[Page]:
====

Sol, ou quand l’impossible ne peut qu’advenir

Le 31 mai 2011

Les campements des villes espagnoles tiennent bon. Retour sur une semaine au coeur de la plaza del Sol au lendemain des élections municipales et régionales. Un récit de Marta Malo de Molina.

23/05 19H05 : Peu importe l'heure et l'affluence, le campement continue de grandir à chaque minute.

Ce texte de Marta Malo de Molina a été publié le 24 mai sur le site d’information Madrilonia.org. Il revient sur les évènements de Sol à Madrid au lendemain des élections municipales et régionales, remportées par le PP et marquées par un taux d’abstention record.

Depuis sa publication, l’assemblée de Sol [acampadasol] a décidé dimanche 29 mai dans la nuit, de prolonger la durée du campement jusqu’à la fin de cette semaine. Le mouvement ¡Democracia Real Ya! a pour sa part donné une conférence de presse lundi 30 mai [es] annonçant notamment un grand rassemblement international pour le 15 octobre 2011.

Owni se déplace à Madrid dans les jours qui viennent et vous rendra compte des suites du mouvement en direct de Sol et des assemblées de quartier.

Ecrire pour s’orienter, à la vitesse qu’impose le moment. Entre la poétique et la théorie, écrire pour apporter sa pierre à l’écriture collective du monde, pour contribuer, de l’intérieur, à la création de la place, pour prolonger cet événement qu’est Sol. Car oui, Sol a été un événement, l’un de ces surgissements inattendus qui redessinent la carte et ouvrent à nouveau l’horizon des possibles.

====

[Données]:
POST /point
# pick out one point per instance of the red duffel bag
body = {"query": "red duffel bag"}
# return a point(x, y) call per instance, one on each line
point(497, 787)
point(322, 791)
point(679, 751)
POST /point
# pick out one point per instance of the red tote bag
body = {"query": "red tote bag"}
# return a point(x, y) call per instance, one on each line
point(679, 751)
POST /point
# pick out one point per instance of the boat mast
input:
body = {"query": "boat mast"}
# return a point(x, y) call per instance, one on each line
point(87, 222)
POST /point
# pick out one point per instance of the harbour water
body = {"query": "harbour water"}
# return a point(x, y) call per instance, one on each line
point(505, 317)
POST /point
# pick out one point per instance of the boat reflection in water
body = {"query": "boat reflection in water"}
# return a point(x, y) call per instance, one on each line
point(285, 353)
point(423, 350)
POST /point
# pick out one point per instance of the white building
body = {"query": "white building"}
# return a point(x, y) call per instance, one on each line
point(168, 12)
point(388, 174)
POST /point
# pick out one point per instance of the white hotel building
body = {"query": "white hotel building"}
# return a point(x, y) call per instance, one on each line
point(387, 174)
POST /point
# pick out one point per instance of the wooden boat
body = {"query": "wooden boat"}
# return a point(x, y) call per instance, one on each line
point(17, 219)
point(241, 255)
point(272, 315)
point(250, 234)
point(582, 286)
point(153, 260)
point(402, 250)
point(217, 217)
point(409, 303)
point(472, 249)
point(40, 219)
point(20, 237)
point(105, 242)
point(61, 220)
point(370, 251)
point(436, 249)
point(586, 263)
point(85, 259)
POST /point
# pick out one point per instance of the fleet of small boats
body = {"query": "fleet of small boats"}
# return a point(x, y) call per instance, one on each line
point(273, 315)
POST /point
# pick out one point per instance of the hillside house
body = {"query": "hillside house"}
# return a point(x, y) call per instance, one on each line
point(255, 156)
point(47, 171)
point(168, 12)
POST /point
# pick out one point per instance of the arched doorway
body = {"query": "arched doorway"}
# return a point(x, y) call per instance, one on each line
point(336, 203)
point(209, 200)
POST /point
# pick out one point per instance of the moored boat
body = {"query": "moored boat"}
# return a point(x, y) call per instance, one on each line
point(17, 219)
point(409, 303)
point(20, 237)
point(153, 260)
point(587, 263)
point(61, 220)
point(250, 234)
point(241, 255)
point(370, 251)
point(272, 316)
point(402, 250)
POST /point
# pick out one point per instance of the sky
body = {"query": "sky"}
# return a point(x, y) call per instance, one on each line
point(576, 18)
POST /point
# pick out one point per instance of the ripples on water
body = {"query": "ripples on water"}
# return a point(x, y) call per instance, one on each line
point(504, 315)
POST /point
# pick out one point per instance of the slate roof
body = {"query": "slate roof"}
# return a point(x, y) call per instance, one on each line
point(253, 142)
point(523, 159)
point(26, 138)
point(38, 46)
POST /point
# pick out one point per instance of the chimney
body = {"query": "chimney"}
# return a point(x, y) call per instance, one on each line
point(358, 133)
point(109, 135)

====

[Consigne 1]: Relevez, s'il vous plaît, toutes les dates mentionnées dans l'article sur Sol, dans leur ordre d'apparition.
[Consigne 2]: D'après l'article sur Sol, sur quel site le texte de Marta Malo de Molina a-t-il d'abord paru ?

[Réponse complète 1]:
- 31 mai 2011
- 23/05
- 24 mai
- dimanche 29 mai
- lundi 30 mai
- 15 octobre 2011

[Réponse complète 2]: Sur le site d'information Madrilonia.org.